-- Start Given records --
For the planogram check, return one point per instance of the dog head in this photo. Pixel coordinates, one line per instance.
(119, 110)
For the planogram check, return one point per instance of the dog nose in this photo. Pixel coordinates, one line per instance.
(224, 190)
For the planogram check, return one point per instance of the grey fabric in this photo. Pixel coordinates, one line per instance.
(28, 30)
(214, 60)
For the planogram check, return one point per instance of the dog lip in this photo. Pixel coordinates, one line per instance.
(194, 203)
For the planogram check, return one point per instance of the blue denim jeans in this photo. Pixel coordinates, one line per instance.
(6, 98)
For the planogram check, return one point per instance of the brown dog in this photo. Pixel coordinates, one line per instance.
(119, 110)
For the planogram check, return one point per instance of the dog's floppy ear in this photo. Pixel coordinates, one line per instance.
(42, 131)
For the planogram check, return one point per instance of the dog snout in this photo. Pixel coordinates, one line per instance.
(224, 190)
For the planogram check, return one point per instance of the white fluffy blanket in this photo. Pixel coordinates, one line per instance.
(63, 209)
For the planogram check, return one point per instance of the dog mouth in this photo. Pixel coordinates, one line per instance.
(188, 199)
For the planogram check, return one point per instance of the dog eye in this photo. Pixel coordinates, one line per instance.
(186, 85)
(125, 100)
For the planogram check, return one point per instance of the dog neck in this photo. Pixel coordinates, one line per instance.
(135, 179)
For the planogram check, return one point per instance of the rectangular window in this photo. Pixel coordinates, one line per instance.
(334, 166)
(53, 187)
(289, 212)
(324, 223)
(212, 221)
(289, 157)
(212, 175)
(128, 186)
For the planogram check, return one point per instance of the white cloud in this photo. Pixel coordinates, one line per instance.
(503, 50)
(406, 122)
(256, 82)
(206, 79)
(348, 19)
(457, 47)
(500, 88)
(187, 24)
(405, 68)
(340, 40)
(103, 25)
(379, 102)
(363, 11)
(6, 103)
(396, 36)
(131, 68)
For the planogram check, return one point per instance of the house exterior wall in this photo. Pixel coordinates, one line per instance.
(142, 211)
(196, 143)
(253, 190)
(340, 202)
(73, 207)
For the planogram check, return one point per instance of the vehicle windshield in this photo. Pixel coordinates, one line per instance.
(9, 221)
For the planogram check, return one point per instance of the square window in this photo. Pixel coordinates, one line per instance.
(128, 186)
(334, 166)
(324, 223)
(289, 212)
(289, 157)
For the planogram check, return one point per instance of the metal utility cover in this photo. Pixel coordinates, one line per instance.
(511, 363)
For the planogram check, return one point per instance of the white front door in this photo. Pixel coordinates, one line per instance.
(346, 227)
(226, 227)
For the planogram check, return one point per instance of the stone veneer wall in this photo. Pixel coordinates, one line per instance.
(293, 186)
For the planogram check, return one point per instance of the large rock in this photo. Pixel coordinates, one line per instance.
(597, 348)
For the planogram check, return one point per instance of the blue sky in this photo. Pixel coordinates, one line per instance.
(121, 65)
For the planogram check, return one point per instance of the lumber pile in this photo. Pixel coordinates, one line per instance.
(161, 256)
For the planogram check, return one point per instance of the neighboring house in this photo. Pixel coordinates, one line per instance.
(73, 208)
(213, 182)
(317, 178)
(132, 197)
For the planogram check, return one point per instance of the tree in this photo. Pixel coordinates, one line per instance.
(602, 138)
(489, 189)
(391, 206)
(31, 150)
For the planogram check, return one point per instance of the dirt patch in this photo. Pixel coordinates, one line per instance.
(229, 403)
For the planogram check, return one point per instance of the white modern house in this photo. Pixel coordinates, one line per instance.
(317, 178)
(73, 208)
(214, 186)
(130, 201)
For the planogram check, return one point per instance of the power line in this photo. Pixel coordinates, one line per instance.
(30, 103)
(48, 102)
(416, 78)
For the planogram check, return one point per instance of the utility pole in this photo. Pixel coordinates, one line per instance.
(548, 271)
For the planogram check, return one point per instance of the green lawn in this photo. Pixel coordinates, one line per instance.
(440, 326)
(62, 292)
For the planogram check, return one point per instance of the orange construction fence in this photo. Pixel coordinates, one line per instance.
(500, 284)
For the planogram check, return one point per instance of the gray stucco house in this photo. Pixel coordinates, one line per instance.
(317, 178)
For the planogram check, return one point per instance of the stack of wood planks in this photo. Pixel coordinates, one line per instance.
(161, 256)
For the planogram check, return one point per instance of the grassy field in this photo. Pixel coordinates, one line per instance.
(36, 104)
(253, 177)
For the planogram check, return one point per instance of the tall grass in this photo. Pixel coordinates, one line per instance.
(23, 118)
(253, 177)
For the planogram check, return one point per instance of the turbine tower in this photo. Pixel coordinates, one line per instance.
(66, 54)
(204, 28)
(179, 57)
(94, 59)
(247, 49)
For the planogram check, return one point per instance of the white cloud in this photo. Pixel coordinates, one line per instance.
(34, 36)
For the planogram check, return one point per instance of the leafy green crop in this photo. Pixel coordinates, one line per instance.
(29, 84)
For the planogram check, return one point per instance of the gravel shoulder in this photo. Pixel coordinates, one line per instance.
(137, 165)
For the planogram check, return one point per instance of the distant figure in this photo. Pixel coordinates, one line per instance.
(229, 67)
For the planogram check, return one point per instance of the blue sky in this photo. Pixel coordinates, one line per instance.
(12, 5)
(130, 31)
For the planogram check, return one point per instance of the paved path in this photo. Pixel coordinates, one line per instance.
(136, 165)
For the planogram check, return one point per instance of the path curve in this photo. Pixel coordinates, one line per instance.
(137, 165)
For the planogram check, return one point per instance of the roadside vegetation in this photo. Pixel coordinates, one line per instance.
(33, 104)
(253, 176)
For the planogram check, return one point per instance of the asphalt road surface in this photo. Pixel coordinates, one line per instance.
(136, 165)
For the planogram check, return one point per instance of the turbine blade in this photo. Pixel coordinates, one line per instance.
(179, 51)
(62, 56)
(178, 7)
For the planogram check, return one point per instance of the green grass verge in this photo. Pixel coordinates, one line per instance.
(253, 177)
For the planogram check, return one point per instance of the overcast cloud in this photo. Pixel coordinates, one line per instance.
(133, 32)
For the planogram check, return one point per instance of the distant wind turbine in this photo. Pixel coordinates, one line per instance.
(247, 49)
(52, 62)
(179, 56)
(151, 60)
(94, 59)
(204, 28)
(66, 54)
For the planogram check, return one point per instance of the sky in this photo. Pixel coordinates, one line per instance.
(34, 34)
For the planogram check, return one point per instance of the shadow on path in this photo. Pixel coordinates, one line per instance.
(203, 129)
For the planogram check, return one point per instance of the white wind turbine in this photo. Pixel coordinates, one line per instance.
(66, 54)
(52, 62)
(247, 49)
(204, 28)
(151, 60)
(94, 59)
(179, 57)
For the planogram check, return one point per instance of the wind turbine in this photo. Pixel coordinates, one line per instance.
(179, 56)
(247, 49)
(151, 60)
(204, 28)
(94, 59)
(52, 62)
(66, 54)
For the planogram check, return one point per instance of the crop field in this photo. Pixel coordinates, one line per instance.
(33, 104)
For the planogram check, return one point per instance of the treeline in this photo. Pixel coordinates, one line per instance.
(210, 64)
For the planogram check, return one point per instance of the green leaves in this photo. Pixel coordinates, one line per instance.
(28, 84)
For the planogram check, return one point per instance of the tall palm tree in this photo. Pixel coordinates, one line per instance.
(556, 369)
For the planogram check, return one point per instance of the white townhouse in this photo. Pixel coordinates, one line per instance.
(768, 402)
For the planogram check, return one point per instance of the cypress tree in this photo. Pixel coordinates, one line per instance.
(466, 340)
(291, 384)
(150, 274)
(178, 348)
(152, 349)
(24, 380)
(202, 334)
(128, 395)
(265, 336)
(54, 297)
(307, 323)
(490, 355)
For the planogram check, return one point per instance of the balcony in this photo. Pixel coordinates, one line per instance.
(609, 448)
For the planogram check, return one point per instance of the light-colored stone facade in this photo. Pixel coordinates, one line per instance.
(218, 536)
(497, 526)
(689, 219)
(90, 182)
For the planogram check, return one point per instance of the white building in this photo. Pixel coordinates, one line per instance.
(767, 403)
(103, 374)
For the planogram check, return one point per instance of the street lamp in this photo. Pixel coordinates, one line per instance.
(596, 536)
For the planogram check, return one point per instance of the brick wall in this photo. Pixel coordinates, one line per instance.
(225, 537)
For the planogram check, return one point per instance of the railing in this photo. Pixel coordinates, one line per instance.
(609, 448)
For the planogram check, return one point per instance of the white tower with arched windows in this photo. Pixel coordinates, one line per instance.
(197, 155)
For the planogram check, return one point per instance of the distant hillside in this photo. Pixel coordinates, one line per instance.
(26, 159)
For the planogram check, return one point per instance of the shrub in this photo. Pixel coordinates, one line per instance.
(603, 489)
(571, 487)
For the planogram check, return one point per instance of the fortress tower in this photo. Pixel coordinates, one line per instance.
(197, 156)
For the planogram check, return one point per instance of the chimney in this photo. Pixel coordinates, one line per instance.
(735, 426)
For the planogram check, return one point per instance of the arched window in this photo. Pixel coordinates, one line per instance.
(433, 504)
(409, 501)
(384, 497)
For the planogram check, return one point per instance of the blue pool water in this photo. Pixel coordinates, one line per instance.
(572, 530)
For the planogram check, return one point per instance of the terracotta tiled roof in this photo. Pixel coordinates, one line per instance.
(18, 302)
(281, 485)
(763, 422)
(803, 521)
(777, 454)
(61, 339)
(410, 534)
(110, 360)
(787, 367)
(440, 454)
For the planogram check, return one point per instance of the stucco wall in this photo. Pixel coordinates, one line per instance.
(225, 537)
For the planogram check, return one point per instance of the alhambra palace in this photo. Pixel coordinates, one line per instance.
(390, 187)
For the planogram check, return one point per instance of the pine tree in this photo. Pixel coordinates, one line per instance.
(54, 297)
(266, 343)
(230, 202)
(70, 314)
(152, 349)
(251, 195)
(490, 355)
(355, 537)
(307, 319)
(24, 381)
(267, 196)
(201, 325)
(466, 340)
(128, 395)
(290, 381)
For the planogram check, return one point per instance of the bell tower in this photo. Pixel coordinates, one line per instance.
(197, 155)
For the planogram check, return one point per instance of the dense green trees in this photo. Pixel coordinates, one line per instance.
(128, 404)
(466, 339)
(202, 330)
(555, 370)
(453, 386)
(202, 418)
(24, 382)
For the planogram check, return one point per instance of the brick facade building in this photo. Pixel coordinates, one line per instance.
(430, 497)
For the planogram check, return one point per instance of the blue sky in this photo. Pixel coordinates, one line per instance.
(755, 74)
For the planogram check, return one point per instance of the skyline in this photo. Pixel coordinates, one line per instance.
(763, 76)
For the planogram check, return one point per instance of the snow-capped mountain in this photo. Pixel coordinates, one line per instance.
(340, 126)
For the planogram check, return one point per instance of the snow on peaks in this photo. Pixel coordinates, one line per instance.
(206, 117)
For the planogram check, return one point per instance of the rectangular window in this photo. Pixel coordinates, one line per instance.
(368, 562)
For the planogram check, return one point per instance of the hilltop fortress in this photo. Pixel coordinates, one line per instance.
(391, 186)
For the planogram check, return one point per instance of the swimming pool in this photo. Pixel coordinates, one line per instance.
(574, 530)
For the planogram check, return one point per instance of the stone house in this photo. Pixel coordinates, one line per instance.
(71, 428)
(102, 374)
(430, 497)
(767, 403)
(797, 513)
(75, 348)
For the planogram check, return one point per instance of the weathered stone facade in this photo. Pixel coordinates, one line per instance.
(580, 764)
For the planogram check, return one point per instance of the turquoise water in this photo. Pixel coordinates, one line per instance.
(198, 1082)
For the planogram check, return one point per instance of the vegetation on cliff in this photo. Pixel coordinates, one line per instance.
-- End Given records --
### What you will do:
Starting from the line containing "of the swimming" and ending with the final line of the data, reproduce each line exactly as it appears, including no other lines.

### Response to the exercise:
For the planogram check, return one point per instance of the swimming pool in this photo. Pixel coordinates, one line per instance.
(574, 530)
For the planogram check, return one point per instance of the stone house in this photo. Pixel coordinates, one line per instance.
(71, 428)
(102, 374)
(430, 497)
(767, 403)
(797, 513)
(75, 348)
For the planogram check, return one point per instance of the weathered stone facade in this photo. Pixel coordinates, one line per instance.
(580, 764)
For the planogram check, return one point per instance of the turquoise water in this photo. Pixel coordinates, one line per instance.
(198, 1082)
For the planogram check, return one point per instance of the vegetation on cliff in this photo. Pixel coordinates, one line per instance.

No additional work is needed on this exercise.